-- TEXTO FORNECIDO --
A revista Interesse Nacional registra uma interessante discussão acerca do projeto que acaba com a Lei Rouanet e cria o Profic. Com artigo intitulado “Mau Projeto de Reforma da Lei Rouanet”, o secretário do Estado de SP afirma que “cultura e arte podem ameaçar o poder”. Juca Ferreira defende a proposta do governo com “Dirigismo, não; democratização, sim”.
Recomendo a leitura da íntegra, disponível no site da revista. O debate podemos promover lá e cá. Por isso, deixo minha opinião sobre o que li, o que pode ser um bom ponto de partida para a discussão.
Não há nada de novo nos dois artigos. Já discutimos cada ponto de maneira entusiástica e até desgante. Temos, no entanto – e não menos importante, a consolidação dos discursos que pontuaram a discussão desde que o ministro passou a combater publicamente os utilizadores da Lei, por meio de artigos, publicidade, palestras e mídia governamental.
João Sayad sai em defesa não só da Lei, mas também de todo um mercado que depende e se utiliza, de maneira decente, o mecanismo. Isso faz-se necessário, já que os argumentos do ministro apontam para a execração pública de um mecanismo imperfeito, mas que ainda demonstra vitalidade (para não dizer centralidade) no cenário do financiamento à cultura. E destrói, ponto a ponto, a estratégia do governo e o projeto de criação do Profic.
Vale ressaltar que o secretário não se opõe ao ministro em relação aos pontos que motivaram a mudança da lei. Em alguns momentos os textos parecem se coadunar e se complementar em termos de visão de mundo. O secretário foca seu artigo no texto da lei, no ataque explícito às suas fragilidades e oportunismos, apontando inclusive as discrepâncias flagrantes entre o discurso do ministro e a proposta apresentada à sociedade.
Já o texto do ministro traz uma série de argumentos necessários à compreensão da importância estratégica da cultura. Concordo com 90% do texto do ministro. Estamos de acordo com o diagnóstico da doença, mas não sobre a sua causa.

-- AMOSTRAS DE DADOS --
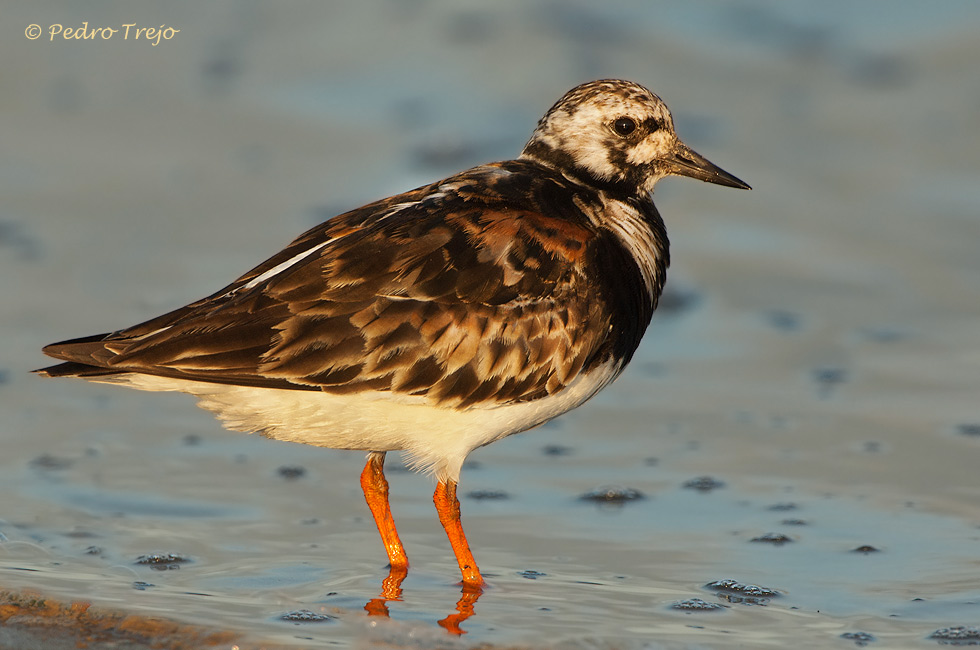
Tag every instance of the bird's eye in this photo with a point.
(624, 126)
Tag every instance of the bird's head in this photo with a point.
(617, 133)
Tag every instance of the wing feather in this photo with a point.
(458, 297)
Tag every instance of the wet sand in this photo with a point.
(802, 415)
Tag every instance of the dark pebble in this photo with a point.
(291, 472)
(704, 484)
(860, 639)
(958, 635)
(305, 616)
(612, 494)
(696, 605)
(865, 549)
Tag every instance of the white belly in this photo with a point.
(436, 439)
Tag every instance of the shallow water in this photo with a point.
(816, 361)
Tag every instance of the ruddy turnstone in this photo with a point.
(439, 320)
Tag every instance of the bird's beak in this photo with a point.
(684, 161)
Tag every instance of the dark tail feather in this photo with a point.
(75, 369)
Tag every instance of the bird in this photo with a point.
(439, 320)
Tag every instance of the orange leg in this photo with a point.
(375, 488)
(447, 505)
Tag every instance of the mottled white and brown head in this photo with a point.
(616, 133)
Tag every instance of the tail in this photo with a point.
(84, 357)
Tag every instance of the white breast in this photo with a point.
(436, 439)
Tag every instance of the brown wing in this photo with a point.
(460, 296)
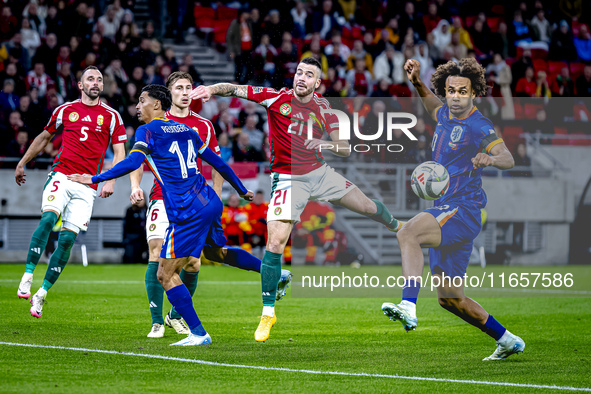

-- QUESTÃO 1 --
Segundo o texto sobre a reforma da Lei Rouanet, com que percentual do artigo do ministro o autor declara concordar?
-- QUESTÃO 2 --
Enumere todos os meios pelos quais, conforme o texto sobre a reforma da Lei Rouanet, o ministro passou a combater publicamente os utilizadores da Lei.
-- QUESTÃO 3 --
Prossiga o texto sobre a reforma da Lei Rouanet a partir da última frase apresentada.

-- ESPAÇO PARA RESPOSTA 1 --
90%.

-- ESPAÇO PARA RESPOSTA 2 --
Artigos, publicidade, palestras e mídia governamental.

-- ESPAÇO PARA RESPOSTA 3 --
O ministro quer nos fazer acreditar que a Lei Rouanet e seus usuários são os principais causadores das discrepâncias e incongruências da nossa política cultural e defende implicitamente o fim do mecanismo. Isso se confirma no projeto de Lei, que tira o mecanismo de circulação para criar outro, mais frágil que o primeiro.
Não estamos falando de algo perfeito, ou com pequenas falhas. A Lei Rouanet tornou-se um dos assuntos mais complexos e delicados da nossa política cultural. Não só por mexer com interesses daqui e dali, mas também por isso.
A Lei Rouanet contaminou toda uma lógica de desenvolvimento da atividade cultural, da pesquisa à criação, da produção à circulação, da comercialização à licença e propriedade dos ativos gerados pela Lei.
Seria bom poder voltar atrás e não permitir que esse mecanismo se fortalecesse dessa maneira em nossa sociedade, com efeitos no mínimo perigosos para toda a nossa produção cultural. Está certo, teríamos mesmo que inverter essa lógica. Mas não é isso que está em discussão, o que é uma pena.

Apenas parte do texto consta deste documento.